Short exercise:
Translate this sentence from the documentary review into Spanish: "The film is also fair about ambiguity."

Trust No One: The Hunt for the Crypto King

Netflix documentary about Gerald Cotten and the QuadrigaCX exchange collapse.

A feature-length Netflix documentary — technically a one-episode series in the platform's catalogue — about the collapse of QuadrigaCX, the Canadian crypto exchange whose founder Gerald Cotten died in India in late 2018, apparently taking the only keys to roughly 250 million Canadian dollars of customer funds with him. The film follows a group of affected users who refuse to accept the official story and start their own investigation.

Who it's for

Viewers who like true crime and want a crypto-flavoured entry in the genre. You don't need to know anything about Bitcoin or how exchanges work to follow it — the film does a competent job of explaining the basics as it goes. Crypto natives will find some of the explainer beats slow, but the QuadrigaCX story itself is wild enough to carry the runtime.

What it does well

The user-investigator framing works. Watching ordinary creditors — software engineers, retirees, people who put their savings into Quadriga because their bank wouldn't help them buy Bitcoin — turn into amateur blockchain analysts is genuinely compelling. The on-chain forensics sequences, where investigators trace wallets and find that the "cold storage" customer funds were never really there, are some of the clearest demonstrations on screen of why blockchain transparency actually matters.

The film is also fair about ambiguity. It does not definitively say Cotten faked his death; it lays out the evidence, lets viewers weigh it, and lets the surviving questions hang. That restraint is rarer than it should be in the genre.

Where it falls short

It is, undeniably, a Netflix true-crime production, with the pacing and ominous score to match. Some sequences are stretched for atmosphere, and a couple of interview subjects are clearly there because they are good on camera rather than because they have new information.

It also does not really engage with the structural question — why was a major Canadian crypto exchange able to operate for years with apparently no real custody controls, no audits, and effectively one person holding every key? — beyond the personality of Cotten himself. As entertainment, it works. As an explainer of what went wrong and how the industry should respond, it stops short.

Spatial annotation data:
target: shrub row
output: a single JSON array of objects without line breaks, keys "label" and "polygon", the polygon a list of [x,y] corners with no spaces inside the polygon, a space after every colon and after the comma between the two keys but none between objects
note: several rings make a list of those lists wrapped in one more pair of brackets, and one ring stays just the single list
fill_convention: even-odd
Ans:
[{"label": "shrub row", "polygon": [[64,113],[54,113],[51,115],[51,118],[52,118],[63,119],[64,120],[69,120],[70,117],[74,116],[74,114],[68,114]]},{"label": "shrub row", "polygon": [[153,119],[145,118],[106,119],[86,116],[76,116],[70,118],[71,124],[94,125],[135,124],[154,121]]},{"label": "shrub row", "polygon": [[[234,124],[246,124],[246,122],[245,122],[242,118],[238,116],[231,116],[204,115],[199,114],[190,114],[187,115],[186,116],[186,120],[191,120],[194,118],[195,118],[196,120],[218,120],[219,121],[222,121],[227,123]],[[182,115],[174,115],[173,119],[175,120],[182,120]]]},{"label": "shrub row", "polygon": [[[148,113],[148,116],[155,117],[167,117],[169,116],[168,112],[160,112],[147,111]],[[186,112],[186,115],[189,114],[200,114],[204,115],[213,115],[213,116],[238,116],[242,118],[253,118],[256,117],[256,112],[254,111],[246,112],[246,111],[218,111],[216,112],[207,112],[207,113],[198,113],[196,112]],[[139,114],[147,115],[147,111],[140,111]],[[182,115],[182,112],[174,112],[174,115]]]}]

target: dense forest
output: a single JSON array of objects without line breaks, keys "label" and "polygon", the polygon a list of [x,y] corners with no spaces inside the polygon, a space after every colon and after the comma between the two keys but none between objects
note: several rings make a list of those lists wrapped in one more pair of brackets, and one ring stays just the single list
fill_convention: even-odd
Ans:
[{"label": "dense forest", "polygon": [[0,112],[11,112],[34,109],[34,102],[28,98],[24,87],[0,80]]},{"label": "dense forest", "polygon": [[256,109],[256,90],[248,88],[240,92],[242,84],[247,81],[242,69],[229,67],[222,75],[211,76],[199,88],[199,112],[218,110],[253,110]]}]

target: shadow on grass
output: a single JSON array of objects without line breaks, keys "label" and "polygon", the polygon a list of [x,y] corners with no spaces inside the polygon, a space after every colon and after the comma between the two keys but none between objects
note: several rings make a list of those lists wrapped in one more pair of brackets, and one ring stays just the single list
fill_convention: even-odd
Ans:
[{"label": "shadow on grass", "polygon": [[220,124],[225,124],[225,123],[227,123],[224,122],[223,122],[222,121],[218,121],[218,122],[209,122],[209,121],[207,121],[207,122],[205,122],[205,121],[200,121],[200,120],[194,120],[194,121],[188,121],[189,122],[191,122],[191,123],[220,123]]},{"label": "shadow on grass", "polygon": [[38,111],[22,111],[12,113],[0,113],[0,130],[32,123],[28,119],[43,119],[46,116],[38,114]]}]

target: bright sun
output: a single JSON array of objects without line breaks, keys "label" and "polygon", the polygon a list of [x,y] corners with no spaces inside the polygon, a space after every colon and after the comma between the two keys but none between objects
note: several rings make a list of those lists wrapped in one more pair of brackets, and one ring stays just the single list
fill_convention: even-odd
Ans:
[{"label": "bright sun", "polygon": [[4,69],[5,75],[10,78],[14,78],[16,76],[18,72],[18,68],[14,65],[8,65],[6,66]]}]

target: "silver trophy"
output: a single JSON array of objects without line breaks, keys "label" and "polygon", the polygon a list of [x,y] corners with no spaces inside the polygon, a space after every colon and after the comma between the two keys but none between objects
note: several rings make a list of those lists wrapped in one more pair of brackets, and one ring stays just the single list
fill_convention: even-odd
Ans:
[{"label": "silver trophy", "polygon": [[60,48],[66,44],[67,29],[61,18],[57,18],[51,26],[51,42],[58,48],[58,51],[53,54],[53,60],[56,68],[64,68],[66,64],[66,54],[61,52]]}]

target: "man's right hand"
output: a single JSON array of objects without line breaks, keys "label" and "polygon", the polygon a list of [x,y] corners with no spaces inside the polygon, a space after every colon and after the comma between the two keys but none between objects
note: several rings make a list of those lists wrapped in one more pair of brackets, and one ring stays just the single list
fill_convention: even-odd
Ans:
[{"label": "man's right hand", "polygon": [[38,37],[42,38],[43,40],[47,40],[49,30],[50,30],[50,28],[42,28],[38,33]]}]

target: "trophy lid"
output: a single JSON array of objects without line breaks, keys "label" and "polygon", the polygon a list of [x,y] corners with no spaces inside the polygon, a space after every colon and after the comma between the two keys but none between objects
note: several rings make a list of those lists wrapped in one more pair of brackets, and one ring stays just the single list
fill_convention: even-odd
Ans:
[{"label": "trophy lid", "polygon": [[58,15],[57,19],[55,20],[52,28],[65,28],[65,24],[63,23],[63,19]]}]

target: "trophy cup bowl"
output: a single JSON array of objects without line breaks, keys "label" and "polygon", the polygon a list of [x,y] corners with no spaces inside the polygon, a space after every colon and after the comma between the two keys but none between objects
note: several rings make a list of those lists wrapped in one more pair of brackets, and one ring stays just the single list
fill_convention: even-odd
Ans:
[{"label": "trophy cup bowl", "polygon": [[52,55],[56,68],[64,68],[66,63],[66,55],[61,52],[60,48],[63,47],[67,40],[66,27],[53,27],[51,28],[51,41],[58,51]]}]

==

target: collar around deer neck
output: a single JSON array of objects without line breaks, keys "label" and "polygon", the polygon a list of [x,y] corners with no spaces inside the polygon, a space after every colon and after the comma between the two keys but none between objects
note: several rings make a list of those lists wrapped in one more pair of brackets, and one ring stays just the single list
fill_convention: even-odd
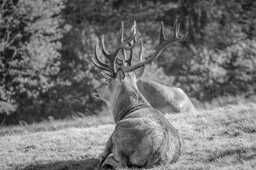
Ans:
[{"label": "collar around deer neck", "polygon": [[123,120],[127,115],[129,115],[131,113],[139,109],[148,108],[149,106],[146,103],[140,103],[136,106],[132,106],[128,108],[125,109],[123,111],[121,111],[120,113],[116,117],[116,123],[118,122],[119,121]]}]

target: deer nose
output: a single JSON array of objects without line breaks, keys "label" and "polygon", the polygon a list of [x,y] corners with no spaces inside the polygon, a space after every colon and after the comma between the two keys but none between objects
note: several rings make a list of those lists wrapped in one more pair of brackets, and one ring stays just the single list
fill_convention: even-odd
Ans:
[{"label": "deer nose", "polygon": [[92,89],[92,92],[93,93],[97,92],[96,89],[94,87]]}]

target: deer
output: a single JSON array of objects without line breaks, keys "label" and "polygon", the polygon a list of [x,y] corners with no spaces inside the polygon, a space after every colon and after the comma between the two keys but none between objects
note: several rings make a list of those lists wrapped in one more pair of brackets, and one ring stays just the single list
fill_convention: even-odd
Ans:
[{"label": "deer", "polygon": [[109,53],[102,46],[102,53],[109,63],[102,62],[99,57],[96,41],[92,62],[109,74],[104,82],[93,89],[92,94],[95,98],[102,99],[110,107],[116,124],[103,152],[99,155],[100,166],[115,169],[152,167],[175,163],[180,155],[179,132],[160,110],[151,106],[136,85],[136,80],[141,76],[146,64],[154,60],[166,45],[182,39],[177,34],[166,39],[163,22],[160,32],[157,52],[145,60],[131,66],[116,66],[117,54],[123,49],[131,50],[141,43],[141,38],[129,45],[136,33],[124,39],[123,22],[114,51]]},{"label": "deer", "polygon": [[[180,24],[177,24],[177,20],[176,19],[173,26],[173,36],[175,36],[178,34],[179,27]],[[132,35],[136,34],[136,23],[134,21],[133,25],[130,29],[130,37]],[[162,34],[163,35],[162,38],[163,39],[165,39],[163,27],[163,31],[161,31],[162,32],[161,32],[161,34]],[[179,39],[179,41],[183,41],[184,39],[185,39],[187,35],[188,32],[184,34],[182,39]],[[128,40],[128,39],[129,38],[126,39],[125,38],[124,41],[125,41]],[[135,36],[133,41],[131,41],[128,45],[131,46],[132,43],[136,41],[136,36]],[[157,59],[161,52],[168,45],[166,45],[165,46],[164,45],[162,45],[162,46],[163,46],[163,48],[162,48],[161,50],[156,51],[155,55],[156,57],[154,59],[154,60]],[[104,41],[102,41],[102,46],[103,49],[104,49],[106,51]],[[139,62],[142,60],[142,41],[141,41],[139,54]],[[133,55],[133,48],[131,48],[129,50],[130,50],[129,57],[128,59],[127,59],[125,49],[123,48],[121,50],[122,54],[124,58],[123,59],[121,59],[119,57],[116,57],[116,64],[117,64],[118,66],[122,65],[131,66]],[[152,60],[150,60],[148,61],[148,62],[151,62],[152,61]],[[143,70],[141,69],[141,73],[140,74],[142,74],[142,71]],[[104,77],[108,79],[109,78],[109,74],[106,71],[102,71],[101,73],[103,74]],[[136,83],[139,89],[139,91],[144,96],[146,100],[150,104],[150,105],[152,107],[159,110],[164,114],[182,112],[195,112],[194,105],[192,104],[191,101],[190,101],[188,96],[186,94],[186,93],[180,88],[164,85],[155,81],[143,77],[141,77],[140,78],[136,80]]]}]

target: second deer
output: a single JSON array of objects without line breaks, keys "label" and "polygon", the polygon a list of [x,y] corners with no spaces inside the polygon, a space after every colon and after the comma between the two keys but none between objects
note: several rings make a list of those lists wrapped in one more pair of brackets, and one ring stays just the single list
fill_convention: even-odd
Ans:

==

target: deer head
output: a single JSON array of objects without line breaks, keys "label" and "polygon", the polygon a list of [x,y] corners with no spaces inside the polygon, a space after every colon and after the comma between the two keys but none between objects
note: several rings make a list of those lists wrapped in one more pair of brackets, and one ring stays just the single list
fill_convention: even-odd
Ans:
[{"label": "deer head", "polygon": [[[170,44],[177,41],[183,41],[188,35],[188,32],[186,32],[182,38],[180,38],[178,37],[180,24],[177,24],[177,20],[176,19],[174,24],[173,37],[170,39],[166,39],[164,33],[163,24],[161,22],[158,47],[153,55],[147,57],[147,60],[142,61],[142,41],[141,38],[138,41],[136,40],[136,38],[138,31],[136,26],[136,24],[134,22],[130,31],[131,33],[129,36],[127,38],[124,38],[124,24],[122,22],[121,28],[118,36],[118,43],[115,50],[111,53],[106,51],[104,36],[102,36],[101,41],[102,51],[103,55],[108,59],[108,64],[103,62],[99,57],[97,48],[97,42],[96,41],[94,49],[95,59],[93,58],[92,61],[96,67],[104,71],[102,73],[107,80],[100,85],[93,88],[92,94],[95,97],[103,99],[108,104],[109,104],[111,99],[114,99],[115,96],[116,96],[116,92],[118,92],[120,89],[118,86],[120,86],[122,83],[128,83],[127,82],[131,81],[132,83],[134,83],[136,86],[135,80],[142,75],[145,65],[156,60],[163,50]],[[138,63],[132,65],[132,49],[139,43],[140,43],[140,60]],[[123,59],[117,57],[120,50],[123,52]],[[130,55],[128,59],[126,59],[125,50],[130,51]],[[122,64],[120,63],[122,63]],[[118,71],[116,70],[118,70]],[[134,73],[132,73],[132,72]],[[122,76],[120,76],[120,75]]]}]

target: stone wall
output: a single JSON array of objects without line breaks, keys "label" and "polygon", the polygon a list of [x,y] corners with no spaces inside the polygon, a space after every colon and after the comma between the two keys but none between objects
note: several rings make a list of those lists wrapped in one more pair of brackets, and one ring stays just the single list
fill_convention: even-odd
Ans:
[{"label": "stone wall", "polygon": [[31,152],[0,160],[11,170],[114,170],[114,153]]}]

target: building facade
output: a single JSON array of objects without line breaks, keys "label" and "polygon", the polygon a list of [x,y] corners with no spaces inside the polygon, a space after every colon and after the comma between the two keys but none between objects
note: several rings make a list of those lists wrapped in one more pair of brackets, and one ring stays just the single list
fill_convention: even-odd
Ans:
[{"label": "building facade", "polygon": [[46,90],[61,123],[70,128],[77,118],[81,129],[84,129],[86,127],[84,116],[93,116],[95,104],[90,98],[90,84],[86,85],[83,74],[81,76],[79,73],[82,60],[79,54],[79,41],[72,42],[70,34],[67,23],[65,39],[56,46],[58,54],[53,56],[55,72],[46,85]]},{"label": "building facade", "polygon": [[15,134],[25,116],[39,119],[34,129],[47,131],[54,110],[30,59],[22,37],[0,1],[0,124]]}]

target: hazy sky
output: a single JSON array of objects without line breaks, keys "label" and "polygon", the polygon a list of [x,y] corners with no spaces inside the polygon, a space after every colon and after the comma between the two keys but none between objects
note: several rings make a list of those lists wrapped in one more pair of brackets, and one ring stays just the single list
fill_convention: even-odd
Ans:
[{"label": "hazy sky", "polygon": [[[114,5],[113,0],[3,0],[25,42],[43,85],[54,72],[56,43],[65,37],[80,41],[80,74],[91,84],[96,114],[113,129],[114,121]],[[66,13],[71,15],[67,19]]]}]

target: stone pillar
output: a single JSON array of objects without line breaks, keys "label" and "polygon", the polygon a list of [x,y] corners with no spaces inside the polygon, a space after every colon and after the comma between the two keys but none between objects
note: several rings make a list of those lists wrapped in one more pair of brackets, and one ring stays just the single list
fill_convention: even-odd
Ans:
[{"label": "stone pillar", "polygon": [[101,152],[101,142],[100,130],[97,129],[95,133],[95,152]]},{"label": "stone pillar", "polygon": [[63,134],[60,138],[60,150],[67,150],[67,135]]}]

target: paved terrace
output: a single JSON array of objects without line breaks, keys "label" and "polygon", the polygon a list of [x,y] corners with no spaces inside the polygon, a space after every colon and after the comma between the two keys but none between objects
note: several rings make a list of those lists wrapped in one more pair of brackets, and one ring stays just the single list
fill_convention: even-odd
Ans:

Exercise answer:
La película también es justa con la ambigüedad.